++++ Fragment źródłowy ++++
Wiosenne kolekcje makijażowe przyprawiły mnie w tym roku o
szybsze bicie serca i najchętniej kupiłabym wszystko, ale ze względu na
ograniczony budżet skusiłam się póki co tylko na prasowane meteoryty Guerlain i
róż Camelia Rose od Chanel, o którym dzisiaj napiszę więcej.
Chanel to moim skromnym zdaniem jedna z najbardziej
kuszących marek na rynku. Nie mam zbyt wielu ich kosmetyków, ale wszystkie,
które posiadam absolutnie mnie zachwycają. W wiosennej kolekcji najbardziej
urzekł mnie właśnie słynny „kwiatuszkowy” róż Camelia (wszak nie na darmo
nazywają mnie różoholiczką).
W standardowym dla tej marki opakowaniu kryje się (niestety
pomniejszony ilościowo) pięknie tłoczony róż do policzków o subtelnym
różowo-koralowym odcieniu. Może kolor nie jest odkrywczy i unikatowy, ale
kosmetyk prezentuje się tak pięknie, że po prostu musiałam go mieć.
++++ Podane rekordy ++++
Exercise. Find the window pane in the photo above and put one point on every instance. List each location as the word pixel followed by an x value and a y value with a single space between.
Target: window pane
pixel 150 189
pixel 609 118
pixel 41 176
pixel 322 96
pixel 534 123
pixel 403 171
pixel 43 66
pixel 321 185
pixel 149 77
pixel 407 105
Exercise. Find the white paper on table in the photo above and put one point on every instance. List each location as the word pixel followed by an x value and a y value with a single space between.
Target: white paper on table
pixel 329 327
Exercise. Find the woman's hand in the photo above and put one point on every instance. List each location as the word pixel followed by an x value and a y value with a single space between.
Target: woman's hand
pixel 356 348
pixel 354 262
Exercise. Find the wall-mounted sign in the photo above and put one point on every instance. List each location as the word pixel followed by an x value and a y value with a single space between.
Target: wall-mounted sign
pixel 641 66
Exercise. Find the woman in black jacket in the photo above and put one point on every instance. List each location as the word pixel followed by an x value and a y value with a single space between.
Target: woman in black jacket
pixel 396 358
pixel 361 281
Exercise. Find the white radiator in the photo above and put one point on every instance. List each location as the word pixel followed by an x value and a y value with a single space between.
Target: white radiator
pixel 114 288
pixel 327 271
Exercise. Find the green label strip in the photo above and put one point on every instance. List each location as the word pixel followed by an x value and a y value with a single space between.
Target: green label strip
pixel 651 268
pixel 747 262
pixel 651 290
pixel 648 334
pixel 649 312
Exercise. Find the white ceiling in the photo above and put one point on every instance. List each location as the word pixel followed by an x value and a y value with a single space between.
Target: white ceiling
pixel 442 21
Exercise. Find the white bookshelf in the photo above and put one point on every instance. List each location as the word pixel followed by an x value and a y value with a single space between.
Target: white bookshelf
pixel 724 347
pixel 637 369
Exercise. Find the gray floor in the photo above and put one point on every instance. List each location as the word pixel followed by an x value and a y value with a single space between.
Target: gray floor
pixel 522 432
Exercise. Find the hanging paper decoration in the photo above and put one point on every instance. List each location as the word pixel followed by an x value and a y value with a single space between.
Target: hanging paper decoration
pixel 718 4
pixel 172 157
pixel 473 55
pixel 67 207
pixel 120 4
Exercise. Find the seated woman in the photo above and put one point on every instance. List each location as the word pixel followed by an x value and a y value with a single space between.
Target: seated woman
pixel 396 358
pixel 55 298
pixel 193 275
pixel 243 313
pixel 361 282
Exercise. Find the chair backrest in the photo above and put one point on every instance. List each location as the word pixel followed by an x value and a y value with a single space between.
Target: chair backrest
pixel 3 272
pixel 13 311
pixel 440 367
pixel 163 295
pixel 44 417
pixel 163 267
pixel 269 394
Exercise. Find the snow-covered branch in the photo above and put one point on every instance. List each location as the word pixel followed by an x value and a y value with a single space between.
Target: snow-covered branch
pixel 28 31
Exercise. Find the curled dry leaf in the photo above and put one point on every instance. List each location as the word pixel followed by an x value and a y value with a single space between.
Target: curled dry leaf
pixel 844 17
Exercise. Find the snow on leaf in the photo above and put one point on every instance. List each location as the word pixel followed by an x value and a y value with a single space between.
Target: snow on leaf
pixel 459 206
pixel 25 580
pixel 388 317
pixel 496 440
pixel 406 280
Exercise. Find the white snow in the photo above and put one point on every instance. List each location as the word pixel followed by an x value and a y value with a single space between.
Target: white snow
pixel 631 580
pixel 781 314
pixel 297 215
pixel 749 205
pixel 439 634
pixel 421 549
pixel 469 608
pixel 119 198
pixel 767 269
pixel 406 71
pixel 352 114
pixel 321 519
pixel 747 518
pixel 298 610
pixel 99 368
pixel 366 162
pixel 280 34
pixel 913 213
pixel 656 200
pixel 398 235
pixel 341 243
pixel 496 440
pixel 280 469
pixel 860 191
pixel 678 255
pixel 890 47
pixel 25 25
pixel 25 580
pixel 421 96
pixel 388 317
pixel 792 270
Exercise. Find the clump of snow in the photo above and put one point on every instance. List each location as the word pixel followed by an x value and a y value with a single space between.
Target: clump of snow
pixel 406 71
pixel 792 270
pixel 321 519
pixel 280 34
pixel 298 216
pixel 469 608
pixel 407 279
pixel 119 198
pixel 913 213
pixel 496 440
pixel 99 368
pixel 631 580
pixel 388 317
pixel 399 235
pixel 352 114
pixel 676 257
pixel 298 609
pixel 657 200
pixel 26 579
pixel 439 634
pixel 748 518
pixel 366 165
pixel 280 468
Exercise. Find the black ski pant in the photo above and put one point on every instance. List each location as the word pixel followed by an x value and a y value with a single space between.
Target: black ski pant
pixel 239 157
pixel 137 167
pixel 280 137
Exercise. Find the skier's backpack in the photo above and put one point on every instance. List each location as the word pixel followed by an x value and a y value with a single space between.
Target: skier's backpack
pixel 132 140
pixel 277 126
++++
▶ _Zadanie_: Jaki odcień ma róż do policzków Camelia Rose według fragmentu o wiosennej kolekcji Chanel? Rekordy pochodzą z innego źródła niż tekst.

▶ _Odpowiedź_: Subtelny różowo-koralowy.